**Records for processing**
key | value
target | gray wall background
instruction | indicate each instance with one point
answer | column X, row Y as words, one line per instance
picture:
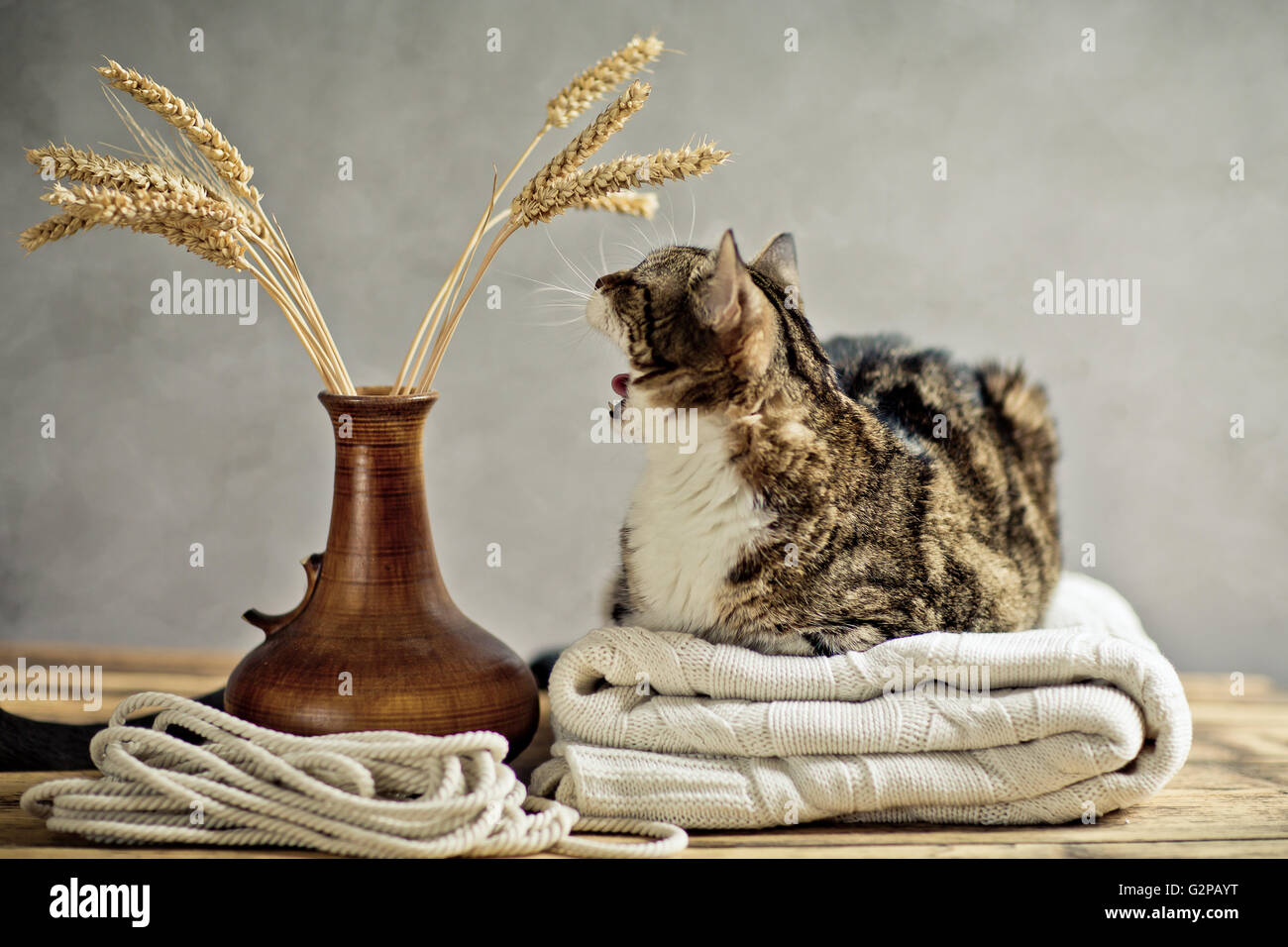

**The task**
Reproduce each of the rows above verbatim, omitting the picture.

**Finished answer**
key | value
target | gray wall background
instruction | indicate each instance with one point
answer | column X, row Y as words, one line per instance
picture:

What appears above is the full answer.